Dataset entries:
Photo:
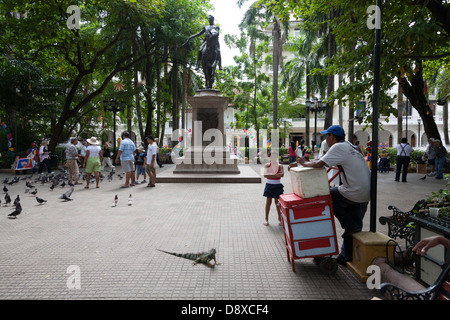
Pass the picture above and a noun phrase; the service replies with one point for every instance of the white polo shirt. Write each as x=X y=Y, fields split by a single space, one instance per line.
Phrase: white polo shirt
x=151 y=150
x=355 y=174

> [What you will do]:
One exact copy of the data is required, and it should hold no pictures.

> [Your solution]:
Photo:
Pass the picture above and a noun phrase; the service replies with one point for every instance of the white polo shirt. Write each as x=X y=Y, fields split by a single space, one instance per line.
Phrase: white polo shirt
x=151 y=150
x=355 y=174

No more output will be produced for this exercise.